═══ QUOTED TEXT
Archeologists are now debating whether Caerleon might have been much more important than previously presumed. While I absolutely love historical mysteries like this and the way they change the past we think we know, it presents me with a bit of a problem: when I was writing Yseult, no one knew about the existence of these “new” buildings, and so they are not a part of my descriptions of Caer Leon. I completed Yseult around 2004-2005, and these excavations did not take place until 2011. Theoretically, I could have read about these new developments while I was working on Shadow of Stone, since the geophysical surveys on which the excavations were based were conducted between 2006 and 2011. (I completed the first draft of Shadow of Stone in 2010.) But while I was writing the second book of The Pendragon Chronicles, I was under pressure to finish the book quickly, and I was relying heavily on previous research for the first book.

Now I am sorely tempted to go back and add a sentence of description here or there in the first two books, integrating the additional buildings into the setting. I realize that few readers will be aware that buildings are missing in my description, but, well, I want to get it right, you know? At the same time, I know there is no direct evidence that Caerleon was even occupied during the period I am writing about, Sub-Roman Britain and the Dark Ages. Except: the name Caerleon (Caer Leon) is derived from Welsh “fortress of the legion,” which seems a pretty clear indication that the location was regarded as a military site for some time. Also, it’s surprising how several of the streets of the present-day town are on a similar grid with the northern half of the former Roman garrison. Common sense would seem to indicate ongoing occupation, given those details, but of course, common sense is not scientific. I’m writing fiction, though, and it’s details like that which inspire me to create my own fantastic version of history.
══════
═══ STORED DATA
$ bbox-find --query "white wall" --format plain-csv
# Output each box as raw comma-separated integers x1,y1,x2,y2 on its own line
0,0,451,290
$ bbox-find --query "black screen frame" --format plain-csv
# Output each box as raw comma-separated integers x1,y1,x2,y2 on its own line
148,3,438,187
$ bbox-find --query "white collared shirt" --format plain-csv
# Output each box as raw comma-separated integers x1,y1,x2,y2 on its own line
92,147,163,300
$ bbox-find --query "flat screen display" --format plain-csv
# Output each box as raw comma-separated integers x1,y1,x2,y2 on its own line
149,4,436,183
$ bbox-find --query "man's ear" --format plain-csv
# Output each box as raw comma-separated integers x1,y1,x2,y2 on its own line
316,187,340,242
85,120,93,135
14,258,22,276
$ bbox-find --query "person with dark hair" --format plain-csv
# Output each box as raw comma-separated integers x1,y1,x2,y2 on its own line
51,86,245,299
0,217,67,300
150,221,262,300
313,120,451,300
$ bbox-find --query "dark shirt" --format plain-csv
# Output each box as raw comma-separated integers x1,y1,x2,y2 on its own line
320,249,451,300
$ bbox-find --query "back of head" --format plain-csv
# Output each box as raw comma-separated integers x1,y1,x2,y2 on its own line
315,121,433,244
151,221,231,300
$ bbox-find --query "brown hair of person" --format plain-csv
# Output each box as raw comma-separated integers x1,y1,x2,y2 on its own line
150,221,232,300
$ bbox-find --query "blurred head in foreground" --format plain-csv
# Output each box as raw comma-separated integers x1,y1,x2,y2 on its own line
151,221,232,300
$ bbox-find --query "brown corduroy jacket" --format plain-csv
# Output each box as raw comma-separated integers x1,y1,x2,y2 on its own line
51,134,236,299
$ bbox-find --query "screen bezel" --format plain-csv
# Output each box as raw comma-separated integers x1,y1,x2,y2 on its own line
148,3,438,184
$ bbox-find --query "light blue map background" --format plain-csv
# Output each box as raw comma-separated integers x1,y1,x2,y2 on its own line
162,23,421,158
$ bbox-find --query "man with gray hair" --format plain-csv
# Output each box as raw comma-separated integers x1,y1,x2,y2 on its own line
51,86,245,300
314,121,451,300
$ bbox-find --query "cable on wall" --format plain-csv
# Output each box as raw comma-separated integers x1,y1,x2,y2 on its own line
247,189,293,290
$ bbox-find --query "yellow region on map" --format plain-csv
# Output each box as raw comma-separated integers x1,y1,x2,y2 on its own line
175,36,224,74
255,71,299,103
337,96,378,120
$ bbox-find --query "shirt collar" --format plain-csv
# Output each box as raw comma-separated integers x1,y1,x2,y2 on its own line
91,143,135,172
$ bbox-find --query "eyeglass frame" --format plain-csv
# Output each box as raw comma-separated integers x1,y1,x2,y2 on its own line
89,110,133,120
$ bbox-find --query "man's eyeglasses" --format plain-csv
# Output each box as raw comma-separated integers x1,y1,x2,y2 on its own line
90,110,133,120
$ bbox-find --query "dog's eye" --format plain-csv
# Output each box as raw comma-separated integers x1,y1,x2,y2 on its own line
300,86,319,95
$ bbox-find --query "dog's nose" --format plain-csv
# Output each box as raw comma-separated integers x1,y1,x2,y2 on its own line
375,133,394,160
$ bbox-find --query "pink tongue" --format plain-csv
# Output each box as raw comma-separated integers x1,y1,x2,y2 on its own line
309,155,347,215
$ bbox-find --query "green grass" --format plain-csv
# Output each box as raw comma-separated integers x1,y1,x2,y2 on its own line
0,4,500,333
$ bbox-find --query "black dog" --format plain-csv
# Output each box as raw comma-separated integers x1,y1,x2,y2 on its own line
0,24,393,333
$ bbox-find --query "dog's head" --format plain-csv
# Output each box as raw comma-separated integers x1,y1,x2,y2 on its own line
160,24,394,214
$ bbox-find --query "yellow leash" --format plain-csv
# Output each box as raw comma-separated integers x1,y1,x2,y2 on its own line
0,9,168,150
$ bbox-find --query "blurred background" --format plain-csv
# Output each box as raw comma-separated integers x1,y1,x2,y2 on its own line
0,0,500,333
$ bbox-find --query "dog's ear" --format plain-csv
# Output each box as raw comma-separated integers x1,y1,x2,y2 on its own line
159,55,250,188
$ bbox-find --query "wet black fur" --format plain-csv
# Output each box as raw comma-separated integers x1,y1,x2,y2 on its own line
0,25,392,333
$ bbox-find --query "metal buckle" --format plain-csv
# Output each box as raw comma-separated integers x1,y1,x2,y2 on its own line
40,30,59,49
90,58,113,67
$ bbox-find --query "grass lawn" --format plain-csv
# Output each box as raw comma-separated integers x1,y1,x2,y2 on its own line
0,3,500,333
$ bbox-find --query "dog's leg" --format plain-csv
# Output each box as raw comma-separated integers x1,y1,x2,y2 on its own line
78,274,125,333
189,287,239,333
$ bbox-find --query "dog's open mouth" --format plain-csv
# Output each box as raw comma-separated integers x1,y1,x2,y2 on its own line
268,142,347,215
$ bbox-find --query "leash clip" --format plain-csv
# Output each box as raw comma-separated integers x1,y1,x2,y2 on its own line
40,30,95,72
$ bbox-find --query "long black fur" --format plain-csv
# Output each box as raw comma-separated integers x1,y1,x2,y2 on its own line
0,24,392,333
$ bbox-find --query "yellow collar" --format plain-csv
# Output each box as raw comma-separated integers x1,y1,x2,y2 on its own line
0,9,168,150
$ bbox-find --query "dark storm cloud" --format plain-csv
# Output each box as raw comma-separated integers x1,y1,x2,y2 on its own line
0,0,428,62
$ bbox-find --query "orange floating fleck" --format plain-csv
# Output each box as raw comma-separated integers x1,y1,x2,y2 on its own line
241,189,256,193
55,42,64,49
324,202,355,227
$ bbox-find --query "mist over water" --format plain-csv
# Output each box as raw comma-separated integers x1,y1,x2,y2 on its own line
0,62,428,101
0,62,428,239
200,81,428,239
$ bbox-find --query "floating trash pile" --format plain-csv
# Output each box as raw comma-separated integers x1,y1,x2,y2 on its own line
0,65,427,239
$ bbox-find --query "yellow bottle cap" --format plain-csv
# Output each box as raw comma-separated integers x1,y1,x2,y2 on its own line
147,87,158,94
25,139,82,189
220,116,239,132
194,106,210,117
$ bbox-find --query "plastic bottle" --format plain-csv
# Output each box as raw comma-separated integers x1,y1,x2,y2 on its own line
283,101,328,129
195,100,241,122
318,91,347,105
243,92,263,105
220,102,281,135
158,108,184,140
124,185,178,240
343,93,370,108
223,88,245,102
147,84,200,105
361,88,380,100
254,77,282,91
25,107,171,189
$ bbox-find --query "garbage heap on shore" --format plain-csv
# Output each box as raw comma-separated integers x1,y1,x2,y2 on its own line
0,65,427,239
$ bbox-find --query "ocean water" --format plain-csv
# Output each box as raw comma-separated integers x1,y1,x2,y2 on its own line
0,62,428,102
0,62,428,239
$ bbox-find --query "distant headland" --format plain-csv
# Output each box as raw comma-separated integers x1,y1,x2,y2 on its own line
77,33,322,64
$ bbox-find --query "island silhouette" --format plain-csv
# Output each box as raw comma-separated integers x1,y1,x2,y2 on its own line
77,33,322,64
══════
**THE EXERCISE**
How would the passage about Caerleon and The Pendragon Chronicles go on after its last sentence? Write that continuation. The records have no connection to the passage about Caerleon.

**SOLVED EXERCISE**
Which I might now have to change …

* * *

Progress this week has continued to go well. Yesterday was a family day, so I only got a few hundred words of research and notes in, but today, I wrote about another 1500 words on A Wasted Land — despite more research and note-taking. The birds in the garden have no respect for my notes, however — at one point, I had to wipe a rather unseemly blotch off the papers. But better that than the keyboard of my netbook, I guess.

Anyway, A Wasted Land in now over 10,000 words, putting me at almost 7,000 words for the week. Still not breaking any records, but for me this is very good progress, especially without experiencing any kind of stress to speak of.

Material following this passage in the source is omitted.